Exercise description: Reproduce all of the material word for word.

-- Start Data records --

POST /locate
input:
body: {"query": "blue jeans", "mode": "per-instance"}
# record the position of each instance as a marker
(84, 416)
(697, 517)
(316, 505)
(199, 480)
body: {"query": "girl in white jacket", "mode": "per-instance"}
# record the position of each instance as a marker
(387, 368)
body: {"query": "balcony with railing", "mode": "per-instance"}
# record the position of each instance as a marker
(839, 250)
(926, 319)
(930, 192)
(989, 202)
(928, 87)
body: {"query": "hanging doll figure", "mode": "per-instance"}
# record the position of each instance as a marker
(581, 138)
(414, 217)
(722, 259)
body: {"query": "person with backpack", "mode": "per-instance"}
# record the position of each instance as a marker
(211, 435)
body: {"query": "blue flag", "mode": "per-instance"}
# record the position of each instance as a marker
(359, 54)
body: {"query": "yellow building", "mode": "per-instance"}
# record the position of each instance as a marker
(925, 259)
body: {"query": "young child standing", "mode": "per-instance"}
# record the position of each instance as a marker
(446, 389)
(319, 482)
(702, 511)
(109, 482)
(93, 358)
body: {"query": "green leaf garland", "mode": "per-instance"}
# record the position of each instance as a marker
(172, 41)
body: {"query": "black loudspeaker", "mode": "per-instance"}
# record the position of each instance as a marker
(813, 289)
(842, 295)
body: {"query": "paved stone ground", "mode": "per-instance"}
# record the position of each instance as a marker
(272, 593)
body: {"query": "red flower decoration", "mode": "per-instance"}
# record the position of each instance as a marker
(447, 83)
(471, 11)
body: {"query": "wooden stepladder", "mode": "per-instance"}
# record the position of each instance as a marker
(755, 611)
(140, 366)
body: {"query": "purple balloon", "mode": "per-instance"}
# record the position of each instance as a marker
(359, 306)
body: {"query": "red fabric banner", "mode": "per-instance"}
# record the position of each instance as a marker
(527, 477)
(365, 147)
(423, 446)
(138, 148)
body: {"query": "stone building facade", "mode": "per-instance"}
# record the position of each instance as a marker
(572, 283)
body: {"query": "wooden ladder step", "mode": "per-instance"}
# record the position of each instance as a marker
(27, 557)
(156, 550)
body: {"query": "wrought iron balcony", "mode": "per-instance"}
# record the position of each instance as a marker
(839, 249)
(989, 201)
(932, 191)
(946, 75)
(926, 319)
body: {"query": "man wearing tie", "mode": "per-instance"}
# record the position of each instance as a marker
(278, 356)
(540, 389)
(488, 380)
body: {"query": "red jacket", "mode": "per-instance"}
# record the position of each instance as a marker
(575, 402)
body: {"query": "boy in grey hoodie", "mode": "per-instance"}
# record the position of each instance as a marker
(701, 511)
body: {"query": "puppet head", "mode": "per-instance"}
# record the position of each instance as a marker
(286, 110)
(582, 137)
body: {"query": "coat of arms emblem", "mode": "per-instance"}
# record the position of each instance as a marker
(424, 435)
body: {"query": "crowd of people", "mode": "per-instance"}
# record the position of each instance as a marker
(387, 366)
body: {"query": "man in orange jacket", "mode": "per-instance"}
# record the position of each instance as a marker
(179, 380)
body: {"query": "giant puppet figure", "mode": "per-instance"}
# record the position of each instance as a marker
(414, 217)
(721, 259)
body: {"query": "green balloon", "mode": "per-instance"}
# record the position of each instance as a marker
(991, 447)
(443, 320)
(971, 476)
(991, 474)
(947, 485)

-- End Data records --

Task answer:
POST /locate
input:
body: {"query": "blue jeans", "mode": "per-instance"}
# record the position of each instance as a marker
(84, 416)
(697, 517)
(316, 505)
(199, 480)
body: {"query": "girl in white jacket", "mode": "per-instance"}
# record the position of each instance as a marker
(387, 368)
body: {"query": "balcony with railing", "mode": "per-instance"}
# record the position of each instance as a marker
(839, 250)
(926, 319)
(930, 192)
(989, 202)
(928, 87)
body: {"query": "hanging doll figure", "mode": "per-instance"}
# record the position of each instance as a marker
(581, 138)
(414, 217)
(722, 259)
body: {"query": "person with backpack", "mode": "per-instance"}
# record the position of each instance as a marker
(211, 435)
body: {"query": "blue flag", "mode": "per-instance"}
# record the position of each instance as a marker
(359, 54)
body: {"query": "yellow building", "mode": "per-instance"}
# record the position of each instance as a marker
(925, 259)
body: {"query": "young child standing", "mode": "per-instance"}
# record the position of each instance as a marker
(446, 389)
(319, 482)
(702, 511)
(109, 482)
(93, 358)
body: {"query": "green leaf garland", "mode": "per-instance"}
# record the position of each instance as a marker
(172, 41)
body: {"query": "black loudspeaker", "mode": "per-instance"}
# record the position of each instance as a marker
(813, 289)
(842, 295)
body: {"query": "paved stone ground", "mode": "per-instance"}
# record the position of each instance as a marker
(272, 593)
body: {"query": "red flower decoration", "mode": "per-instance"}
# record the position of each instance as a marker
(447, 83)
(471, 11)
body: {"query": "wooden stepladder", "mode": "per-instance"}
# record the position of each instance as a marker
(755, 611)
(140, 366)
body: {"query": "purple balloon", "mode": "per-instance"}
# record the position of each instance as a marker
(359, 306)
body: {"query": "red fabric banner", "mode": "per-instance"}
# record the position of each instance as a marker
(527, 477)
(365, 147)
(423, 446)
(138, 148)
body: {"query": "stone building facade", "mode": "per-instance"}
# record the position of each instance as a marker
(572, 283)
body: {"query": "wooden ladder step", "mode": "per-instance"}
# record the position of each instance as a marker
(27, 557)
(156, 550)
body: {"query": "wrought iron balcony", "mode": "per-instance"}
# record the position of each instance as a marker
(839, 249)
(989, 201)
(932, 191)
(946, 75)
(926, 319)
body: {"query": "man wearing tie", "mode": "per-instance"}
# record the position of each instance as a marker
(278, 356)
(540, 389)
(488, 380)
body: {"query": "red jacket", "mode": "per-instance"}
# record the position of each instance as a marker
(575, 402)
body: {"query": "boy in grey hoodie", "mode": "per-instance"}
# record the position of each instance as a marker
(701, 511)
body: {"query": "puppet head", "mode": "per-instance"}
# record the position of each instance as a marker
(286, 110)
(582, 137)
body: {"query": "coat of arms emblem", "mode": "per-instance"}
# record the position of each instance as a marker
(424, 435)
body: {"query": "crowd of people", "mode": "per-instance"}
# record the position of each instance as a marker
(387, 366)
body: {"query": "man in orange jacket", "mode": "per-instance"}
# record the position of each instance as a marker
(179, 380)
body: {"query": "giant puppet figure", "mode": "per-instance"}
# record the position of each instance as a marker
(414, 217)
(721, 259)
body: {"query": "green balloon", "mode": "per-instance"}
# record the position of each instance as a marker
(991, 447)
(443, 320)
(971, 476)
(991, 474)
(947, 485)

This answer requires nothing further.